- **Data shown**:

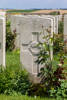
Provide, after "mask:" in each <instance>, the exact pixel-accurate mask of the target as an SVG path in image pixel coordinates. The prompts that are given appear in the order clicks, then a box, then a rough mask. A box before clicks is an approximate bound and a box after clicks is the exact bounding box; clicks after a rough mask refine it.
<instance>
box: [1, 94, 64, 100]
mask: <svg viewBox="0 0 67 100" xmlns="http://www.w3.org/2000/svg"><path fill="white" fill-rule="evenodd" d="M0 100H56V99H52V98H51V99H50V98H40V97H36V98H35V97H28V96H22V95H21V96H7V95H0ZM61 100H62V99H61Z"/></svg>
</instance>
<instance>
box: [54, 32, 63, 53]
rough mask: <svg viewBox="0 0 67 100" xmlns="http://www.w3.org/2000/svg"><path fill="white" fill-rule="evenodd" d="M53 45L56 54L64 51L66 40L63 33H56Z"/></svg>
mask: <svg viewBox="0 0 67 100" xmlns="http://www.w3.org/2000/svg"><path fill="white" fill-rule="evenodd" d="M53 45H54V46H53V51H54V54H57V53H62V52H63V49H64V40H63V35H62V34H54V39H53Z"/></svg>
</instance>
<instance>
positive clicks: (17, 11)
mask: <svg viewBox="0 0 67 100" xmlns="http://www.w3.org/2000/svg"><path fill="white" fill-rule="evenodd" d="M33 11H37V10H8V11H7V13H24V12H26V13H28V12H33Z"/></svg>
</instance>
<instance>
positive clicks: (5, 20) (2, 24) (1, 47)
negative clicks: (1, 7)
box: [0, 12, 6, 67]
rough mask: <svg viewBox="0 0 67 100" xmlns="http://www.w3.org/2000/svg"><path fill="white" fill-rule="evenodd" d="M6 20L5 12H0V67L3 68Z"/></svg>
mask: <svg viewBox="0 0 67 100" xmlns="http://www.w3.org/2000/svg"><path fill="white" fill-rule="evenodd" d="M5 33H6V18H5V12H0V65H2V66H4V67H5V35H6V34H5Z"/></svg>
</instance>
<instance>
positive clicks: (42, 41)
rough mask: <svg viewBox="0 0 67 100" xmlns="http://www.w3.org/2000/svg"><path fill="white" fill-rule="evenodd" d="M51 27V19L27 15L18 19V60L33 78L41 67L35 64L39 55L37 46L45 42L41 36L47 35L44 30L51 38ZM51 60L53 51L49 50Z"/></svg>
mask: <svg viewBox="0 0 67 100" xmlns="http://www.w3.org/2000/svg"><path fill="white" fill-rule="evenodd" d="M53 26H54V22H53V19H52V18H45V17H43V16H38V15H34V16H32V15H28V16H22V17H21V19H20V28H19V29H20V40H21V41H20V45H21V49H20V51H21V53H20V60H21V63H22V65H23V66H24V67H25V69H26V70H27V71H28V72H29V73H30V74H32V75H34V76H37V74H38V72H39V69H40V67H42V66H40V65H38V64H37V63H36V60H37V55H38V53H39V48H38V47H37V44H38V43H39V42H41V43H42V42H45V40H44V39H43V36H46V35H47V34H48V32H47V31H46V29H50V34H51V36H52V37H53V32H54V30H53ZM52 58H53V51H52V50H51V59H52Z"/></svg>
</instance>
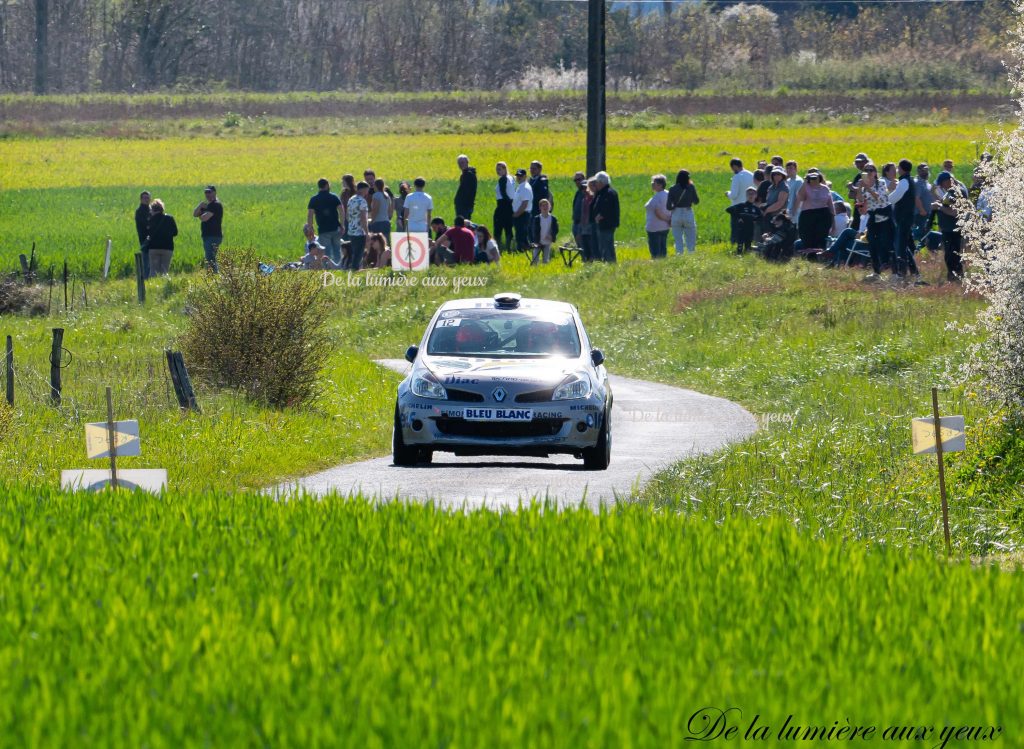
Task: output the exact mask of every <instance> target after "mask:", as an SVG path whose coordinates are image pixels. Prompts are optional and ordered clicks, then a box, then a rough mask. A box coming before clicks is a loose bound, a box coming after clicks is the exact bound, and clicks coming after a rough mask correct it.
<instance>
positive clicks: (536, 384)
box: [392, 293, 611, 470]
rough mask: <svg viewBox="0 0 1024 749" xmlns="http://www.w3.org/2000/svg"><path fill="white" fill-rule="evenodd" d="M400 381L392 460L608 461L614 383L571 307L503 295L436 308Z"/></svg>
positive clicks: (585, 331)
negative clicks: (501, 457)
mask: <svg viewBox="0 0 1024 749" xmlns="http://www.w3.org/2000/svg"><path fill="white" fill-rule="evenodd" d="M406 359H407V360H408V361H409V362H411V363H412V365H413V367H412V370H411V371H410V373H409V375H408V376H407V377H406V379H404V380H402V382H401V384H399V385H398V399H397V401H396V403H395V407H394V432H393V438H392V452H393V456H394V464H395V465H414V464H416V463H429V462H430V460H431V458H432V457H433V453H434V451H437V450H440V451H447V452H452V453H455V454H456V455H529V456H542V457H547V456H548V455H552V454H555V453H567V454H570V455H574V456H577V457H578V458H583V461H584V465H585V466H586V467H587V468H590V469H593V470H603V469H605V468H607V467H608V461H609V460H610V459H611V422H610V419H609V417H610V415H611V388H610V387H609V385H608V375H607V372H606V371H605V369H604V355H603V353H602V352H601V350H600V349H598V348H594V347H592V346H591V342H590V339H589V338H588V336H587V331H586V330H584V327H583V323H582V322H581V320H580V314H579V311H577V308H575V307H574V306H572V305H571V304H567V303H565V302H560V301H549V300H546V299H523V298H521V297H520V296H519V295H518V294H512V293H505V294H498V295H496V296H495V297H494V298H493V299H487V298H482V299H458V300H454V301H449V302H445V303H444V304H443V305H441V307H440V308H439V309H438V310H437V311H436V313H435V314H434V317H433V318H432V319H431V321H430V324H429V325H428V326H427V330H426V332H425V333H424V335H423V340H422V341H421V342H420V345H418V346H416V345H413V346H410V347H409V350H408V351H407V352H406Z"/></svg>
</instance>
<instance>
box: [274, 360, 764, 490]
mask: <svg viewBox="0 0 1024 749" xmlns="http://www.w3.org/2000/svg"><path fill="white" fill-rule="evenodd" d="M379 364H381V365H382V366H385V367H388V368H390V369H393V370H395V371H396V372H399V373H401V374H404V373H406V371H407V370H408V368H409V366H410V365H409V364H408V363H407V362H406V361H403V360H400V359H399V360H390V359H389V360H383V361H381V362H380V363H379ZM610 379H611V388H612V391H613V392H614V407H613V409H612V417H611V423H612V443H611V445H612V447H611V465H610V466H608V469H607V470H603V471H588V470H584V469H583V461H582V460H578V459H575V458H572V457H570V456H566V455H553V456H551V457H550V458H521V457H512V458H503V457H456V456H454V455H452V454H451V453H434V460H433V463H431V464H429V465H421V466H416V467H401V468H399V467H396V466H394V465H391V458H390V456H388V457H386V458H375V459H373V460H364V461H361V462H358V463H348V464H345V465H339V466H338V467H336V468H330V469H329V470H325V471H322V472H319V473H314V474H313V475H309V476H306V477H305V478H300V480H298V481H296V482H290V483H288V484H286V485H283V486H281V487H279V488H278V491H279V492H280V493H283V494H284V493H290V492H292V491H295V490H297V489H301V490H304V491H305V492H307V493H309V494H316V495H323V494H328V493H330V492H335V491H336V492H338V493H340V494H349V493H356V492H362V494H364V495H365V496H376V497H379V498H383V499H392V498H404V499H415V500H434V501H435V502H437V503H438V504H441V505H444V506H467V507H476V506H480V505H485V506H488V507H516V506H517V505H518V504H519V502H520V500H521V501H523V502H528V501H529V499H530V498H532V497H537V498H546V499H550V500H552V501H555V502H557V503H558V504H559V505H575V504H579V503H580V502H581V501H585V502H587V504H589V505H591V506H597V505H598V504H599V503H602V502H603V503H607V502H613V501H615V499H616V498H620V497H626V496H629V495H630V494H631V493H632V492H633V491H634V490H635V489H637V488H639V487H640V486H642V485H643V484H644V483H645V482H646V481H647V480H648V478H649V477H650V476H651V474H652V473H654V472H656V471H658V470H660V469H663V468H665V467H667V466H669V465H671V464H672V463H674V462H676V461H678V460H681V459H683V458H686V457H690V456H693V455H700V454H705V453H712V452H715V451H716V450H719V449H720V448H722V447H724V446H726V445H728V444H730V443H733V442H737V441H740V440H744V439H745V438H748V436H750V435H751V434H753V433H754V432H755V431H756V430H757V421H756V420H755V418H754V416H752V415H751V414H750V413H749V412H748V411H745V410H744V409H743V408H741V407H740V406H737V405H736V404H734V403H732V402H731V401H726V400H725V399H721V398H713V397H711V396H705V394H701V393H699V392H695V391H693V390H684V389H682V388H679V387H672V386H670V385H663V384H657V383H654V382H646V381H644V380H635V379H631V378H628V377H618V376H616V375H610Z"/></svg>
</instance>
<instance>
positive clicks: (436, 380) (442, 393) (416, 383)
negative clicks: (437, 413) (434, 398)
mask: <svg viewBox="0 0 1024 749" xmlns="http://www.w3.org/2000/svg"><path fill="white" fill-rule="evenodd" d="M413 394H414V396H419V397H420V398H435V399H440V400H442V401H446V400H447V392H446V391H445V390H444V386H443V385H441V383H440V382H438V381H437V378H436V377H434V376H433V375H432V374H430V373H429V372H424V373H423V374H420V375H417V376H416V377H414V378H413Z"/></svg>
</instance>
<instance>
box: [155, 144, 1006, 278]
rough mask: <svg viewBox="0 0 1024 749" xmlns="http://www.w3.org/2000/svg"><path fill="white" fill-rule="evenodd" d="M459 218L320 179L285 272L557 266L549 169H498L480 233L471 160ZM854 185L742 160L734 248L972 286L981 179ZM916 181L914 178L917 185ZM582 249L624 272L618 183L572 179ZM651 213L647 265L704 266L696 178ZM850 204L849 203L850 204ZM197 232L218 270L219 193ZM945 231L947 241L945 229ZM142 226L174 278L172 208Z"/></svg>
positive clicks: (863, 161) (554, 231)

- **Action item**: List every line in the material above that contains the word "positive".

- **Answer to this task**:
positive clicks: (17, 11)
positive clicks: (5, 20) (2, 24) (1, 47)
positive clicks: (42, 41)
positive clicks: (536, 384)
positive clicks: (585, 331)
positive clicks: (436, 380) (442, 393) (416, 383)
positive clicks: (863, 161) (554, 231)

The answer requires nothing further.